* **Exercise prompt**
Copy the records out again in full, keeping them identical.

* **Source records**
== Segment start ==
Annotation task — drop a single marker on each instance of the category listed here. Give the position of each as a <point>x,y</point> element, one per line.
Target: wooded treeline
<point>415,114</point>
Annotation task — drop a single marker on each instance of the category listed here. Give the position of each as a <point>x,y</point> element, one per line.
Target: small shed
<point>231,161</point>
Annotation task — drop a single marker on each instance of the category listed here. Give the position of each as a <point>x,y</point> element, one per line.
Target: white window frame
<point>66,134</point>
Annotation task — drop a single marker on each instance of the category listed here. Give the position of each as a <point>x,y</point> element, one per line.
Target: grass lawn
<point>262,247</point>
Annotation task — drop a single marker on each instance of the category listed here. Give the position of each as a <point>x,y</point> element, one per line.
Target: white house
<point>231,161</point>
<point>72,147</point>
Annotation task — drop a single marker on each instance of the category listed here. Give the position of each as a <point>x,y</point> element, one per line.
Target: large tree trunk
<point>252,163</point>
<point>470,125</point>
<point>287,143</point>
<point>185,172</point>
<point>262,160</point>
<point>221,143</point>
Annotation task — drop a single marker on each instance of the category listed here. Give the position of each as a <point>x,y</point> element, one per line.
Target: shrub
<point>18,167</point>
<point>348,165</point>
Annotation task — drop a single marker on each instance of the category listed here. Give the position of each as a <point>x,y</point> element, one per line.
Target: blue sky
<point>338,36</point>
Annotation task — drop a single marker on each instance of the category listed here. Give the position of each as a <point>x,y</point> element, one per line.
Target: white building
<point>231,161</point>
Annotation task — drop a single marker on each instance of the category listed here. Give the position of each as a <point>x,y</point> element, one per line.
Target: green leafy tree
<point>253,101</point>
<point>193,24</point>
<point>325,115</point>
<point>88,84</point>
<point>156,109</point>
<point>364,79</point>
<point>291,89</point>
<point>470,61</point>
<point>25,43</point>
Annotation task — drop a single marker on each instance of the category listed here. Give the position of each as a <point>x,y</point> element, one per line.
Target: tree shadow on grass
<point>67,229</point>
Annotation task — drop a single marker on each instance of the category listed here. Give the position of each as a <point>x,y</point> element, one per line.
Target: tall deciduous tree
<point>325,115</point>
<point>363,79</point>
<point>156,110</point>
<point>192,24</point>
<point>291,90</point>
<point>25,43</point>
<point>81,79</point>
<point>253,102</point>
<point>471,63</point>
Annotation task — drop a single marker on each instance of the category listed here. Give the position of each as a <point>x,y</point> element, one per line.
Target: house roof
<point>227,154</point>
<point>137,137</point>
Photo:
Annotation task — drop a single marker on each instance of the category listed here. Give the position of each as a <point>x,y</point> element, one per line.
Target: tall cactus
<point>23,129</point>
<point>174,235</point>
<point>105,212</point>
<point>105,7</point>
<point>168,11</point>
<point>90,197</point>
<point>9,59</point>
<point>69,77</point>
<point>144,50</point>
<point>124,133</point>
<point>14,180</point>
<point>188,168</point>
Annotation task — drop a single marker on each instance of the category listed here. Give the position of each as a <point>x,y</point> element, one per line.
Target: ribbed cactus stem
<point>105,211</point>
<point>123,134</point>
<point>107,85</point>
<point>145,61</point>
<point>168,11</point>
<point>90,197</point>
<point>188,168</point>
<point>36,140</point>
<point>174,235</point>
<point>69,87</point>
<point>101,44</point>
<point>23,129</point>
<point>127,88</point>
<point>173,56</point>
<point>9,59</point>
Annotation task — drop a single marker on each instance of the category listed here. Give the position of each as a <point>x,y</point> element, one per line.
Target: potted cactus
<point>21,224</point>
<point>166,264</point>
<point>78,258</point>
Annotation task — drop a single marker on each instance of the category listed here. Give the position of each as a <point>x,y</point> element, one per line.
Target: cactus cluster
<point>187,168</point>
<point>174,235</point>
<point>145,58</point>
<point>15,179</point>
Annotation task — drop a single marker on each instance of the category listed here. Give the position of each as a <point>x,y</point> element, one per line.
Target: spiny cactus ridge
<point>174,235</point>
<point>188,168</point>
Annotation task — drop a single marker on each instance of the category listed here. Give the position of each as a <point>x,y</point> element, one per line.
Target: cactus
== Segment end ==
* **Exercise solution**
Annotation task — drop a single marker on each instance of the category listed here. Give the position of each as a <point>x,y</point> element, one per line.
Target: wooded treeline
<point>415,114</point>
Annotation task — drop a single marker on each instance of the category listed here. Give the position of each as a <point>x,y</point> element, one per line.
Target: small shed
<point>231,161</point>
Annotation task — drop a single marker on each instance of the category listed here. Give the position of each as a <point>x,y</point> element, one per line.
Target: white window frame
<point>66,134</point>
Annotation task — drop a single marker on each instance of the category listed here. Give the position of each as a <point>x,y</point> element, one per line.
Target: grass lawn
<point>262,247</point>
Annotation task — drop a single marker on each instance of the category listed here. Give the position of each as a <point>x,y</point> element, one per line.
Target: white house
<point>231,161</point>
<point>72,147</point>
Annotation task — drop a single marker on each instance of the category listed here. Give the position of each as a <point>x,y</point> element, one per line.
Target: large tree trunk
<point>252,163</point>
<point>470,125</point>
<point>287,143</point>
<point>185,172</point>
<point>262,160</point>
<point>221,143</point>
Annotation task — drop a single marker on each instance of the category listed here. Give the position of each as a <point>x,y</point> element, one per line.
Target: shrub
<point>18,167</point>
<point>348,165</point>
Annotation task — drop a single marker on each instance of the category listed here. Give the position of each as a <point>x,y</point> element, one per line.
Target: blue sky
<point>338,36</point>
Annotation task — drop a single marker on each instance of the category listed here. Give the position of each as a <point>x,y</point> element, one per line.
Target: white building
<point>231,161</point>
Annotation task — drop a single marker on each instance of the category listed here. Give the position of each as a <point>x,y</point> element, one per line.
Target: green leafy tree
<point>253,101</point>
<point>193,24</point>
<point>325,115</point>
<point>88,84</point>
<point>156,109</point>
<point>364,79</point>
<point>291,89</point>
<point>470,61</point>
<point>25,43</point>
Annotation task — drop a single marker on each instance of the category listed here. Give the position of each as a <point>x,y</point> element, one per line.
Target: tree shadow on grass
<point>67,229</point>
Annotation task — drop a single marker on each instance of the category listed here. Give the position of each as a <point>x,y</point> element, one per line.
Target: tall deciduous tree
<point>325,115</point>
<point>363,79</point>
<point>156,110</point>
<point>192,24</point>
<point>291,90</point>
<point>25,43</point>
<point>81,79</point>
<point>253,102</point>
<point>471,63</point>
Annotation task — drop a single marker on each instance of the category listed here. Give the position of each as a <point>x,y</point> element, one per line.
Target: house roof
<point>227,154</point>
<point>137,137</point>
Photo:
Annotation task — drop a single marker on each instance of the category listed here. Give the position of each as a <point>x,y</point> element, one per line.
Target: tall cactus
<point>23,129</point>
<point>174,235</point>
<point>105,212</point>
<point>105,7</point>
<point>168,11</point>
<point>90,197</point>
<point>9,59</point>
<point>69,77</point>
<point>144,50</point>
<point>124,133</point>
<point>14,180</point>
<point>188,168</point>
Annotation task — drop a single marker on each instance of the category listed here. Give the position of each as a <point>x,y</point> element, one per line.
Target: ribbed cactus stem
<point>105,211</point>
<point>123,134</point>
<point>107,85</point>
<point>145,61</point>
<point>168,11</point>
<point>90,197</point>
<point>188,168</point>
<point>36,140</point>
<point>174,235</point>
<point>69,87</point>
<point>101,44</point>
<point>23,129</point>
<point>127,88</point>
<point>173,56</point>
<point>9,59</point>
Annotation task — drop a single marker on each instance of the category listed here. Give the position of each as a <point>x,y</point> element, one per line.
Target: potted cactus
<point>21,224</point>
<point>166,264</point>
<point>78,258</point>
Annotation task — drop a single marker on each instance of the category listed here. Give the position of each as a <point>x,y</point> element, one per line.
Target: cactus cluster
<point>187,168</point>
<point>174,235</point>
<point>145,58</point>
<point>15,179</point>
Annotation task — drop a single marker on each instance of the category listed here. Give the position of each as a <point>x,y</point> element, one per line.
Target: spiny cactus ridge
<point>174,235</point>
<point>188,168</point>
Annotation task — drop a single marker on each instance of the category listed here. Give the position of each as a <point>x,y</point> element, one per line.
Target: cactus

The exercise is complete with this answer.